What the exercise asks:
Could you retype each of the rows below word for word, leaving the pictures out of your answer?

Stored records
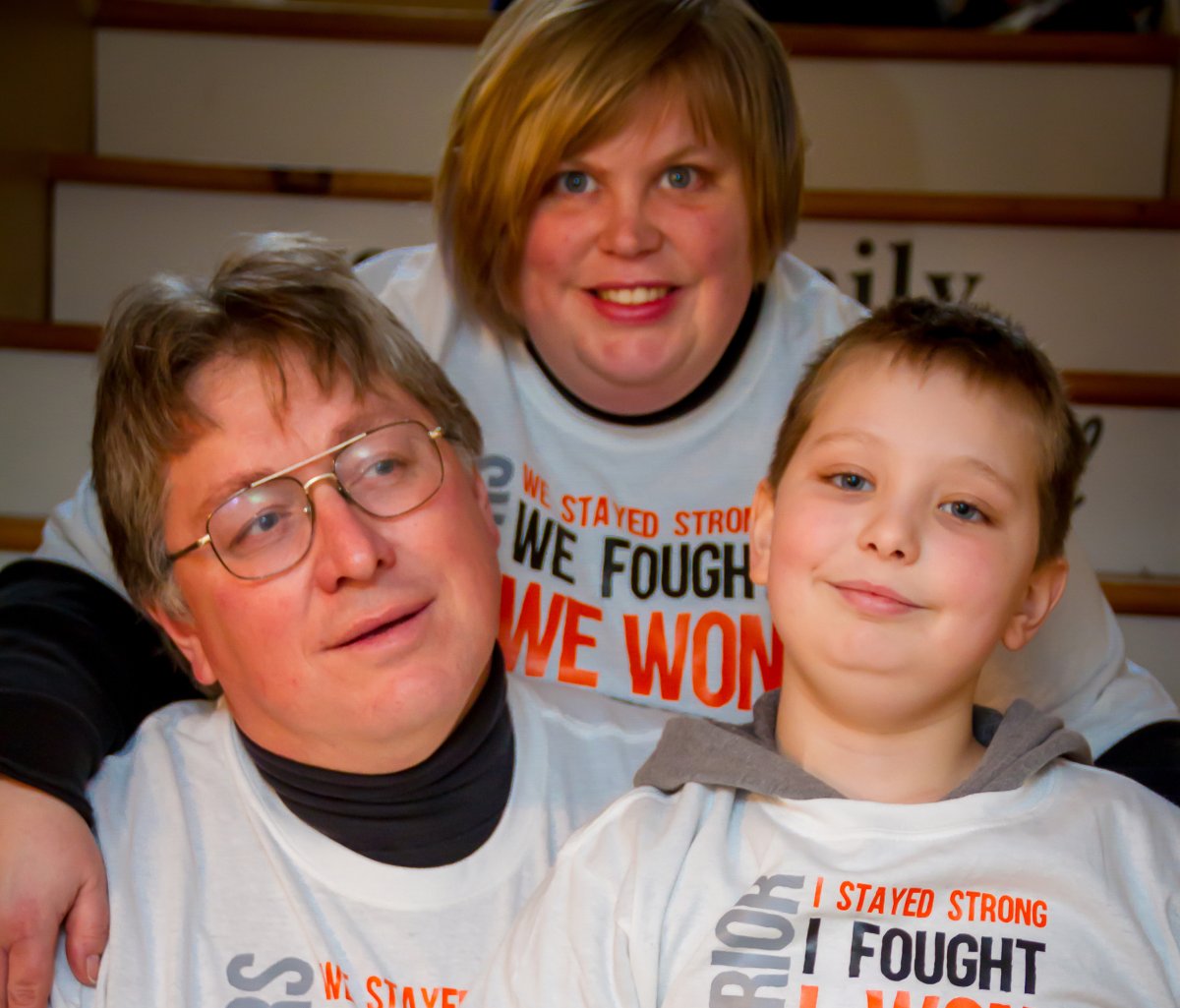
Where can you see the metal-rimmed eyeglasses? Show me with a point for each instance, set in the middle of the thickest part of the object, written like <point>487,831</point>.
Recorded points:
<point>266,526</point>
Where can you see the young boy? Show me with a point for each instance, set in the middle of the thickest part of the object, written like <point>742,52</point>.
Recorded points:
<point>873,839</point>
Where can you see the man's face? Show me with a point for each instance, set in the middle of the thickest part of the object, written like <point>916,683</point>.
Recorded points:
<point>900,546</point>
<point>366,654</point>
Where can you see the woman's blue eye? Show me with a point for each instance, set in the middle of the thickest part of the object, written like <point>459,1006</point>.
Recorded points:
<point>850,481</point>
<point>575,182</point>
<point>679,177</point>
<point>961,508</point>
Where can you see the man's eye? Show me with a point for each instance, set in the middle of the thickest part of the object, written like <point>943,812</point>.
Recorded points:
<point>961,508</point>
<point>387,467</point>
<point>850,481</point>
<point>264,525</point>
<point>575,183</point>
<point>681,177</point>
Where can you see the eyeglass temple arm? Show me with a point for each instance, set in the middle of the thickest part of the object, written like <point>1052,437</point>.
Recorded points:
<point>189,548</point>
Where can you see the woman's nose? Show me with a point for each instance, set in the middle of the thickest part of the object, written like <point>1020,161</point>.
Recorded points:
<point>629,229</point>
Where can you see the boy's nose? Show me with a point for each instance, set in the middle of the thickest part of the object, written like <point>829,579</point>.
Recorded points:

Output:
Where can you see the metal-rimmed eyeglasses? Show me with a point for each instance, set in the middle of the thickest part of the object, written like <point>487,831</point>.
Recorded points:
<point>266,526</point>
Where can you see the young boy? Show me with a point for each instance, set in the middle of the thickest part of the object, written like <point>742,52</point>.
Recorded points:
<point>873,839</point>
Where can you see the man's face? Show me with a point for each instance, set in the middle of the thickest part of the object, written like <point>916,683</point>.
Recorded points:
<point>900,546</point>
<point>366,654</point>
Where can you see the woman's blue eye? Show me with a point for each instance, set in the middle of the thickest part of the object, written like <point>459,1006</point>.
Recorded points:
<point>850,481</point>
<point>575,182</point>
<point>679,177</point>
<point>961,508</point>
Where can you see the man's eye? Show me with a point for each instance, set in the middle of the thickest part of the object, written like <point>943,812</point>.
Recorded points:
<point>961,508</point>
<point>387,467</point>
<point>850,481</point>
<point>264,525</point>
<point>575,183</point>
<point>681,177</point>
Where can you see the eyeglass temple arm? Show me with a point for each instance, set in the middle of the thickest part of the object, written like <point>1052,437</point>.
Recorded points:
<point>189,548</point>
Where can you see the woman's nose? Show me with a point for each instance, set in the middle of the thickest part of the object, written like <point>1020,161</point>.
Recorded points:
<point>629,229</point>
Where can you see the boy's nose? Show me with a point for each instance, set in the middle of the thickest part of the object, written like <point>829,579</point>.
Recorded points:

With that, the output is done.